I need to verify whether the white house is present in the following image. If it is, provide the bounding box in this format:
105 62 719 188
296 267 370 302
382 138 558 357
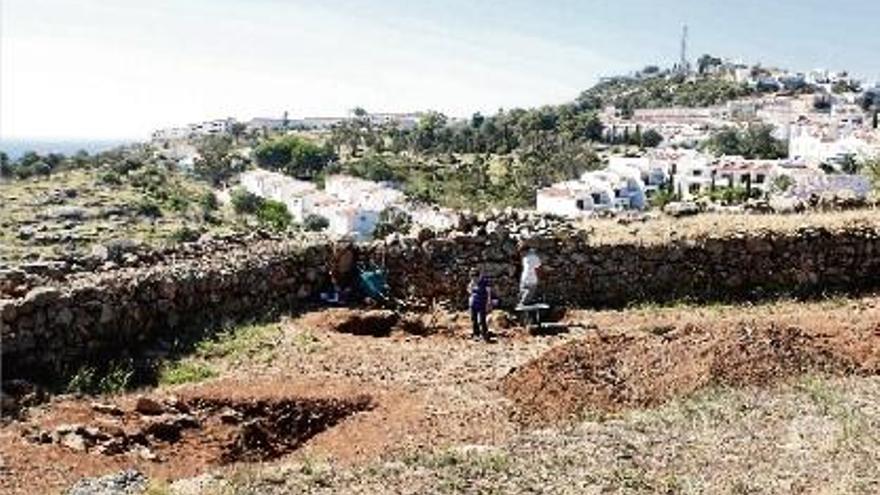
239 169 319 222
672 154 714 200
324 175 405 211
712 158 780 195
584 170 647 210
536 177 617 217
789 126 878 165
152 117 238 142
324 207 381 241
◆ ◆ ◆ ◆
WHAT IS EXPECTED: Could you please repeat the entries above exactly, with every picture left out?

ANSWER:
I need to verify whether the white house is present in the following image. If it is, provide the bounding box in this format:
105 62 719 188
296 267 370 302
382 138 558 357
239 169 319 222
672 154 714 200
324 175 405 211
712 158 780 195
584 170 647 210
536 177 617 217
789 126 878 165
152 117 238 142
324 207 381 241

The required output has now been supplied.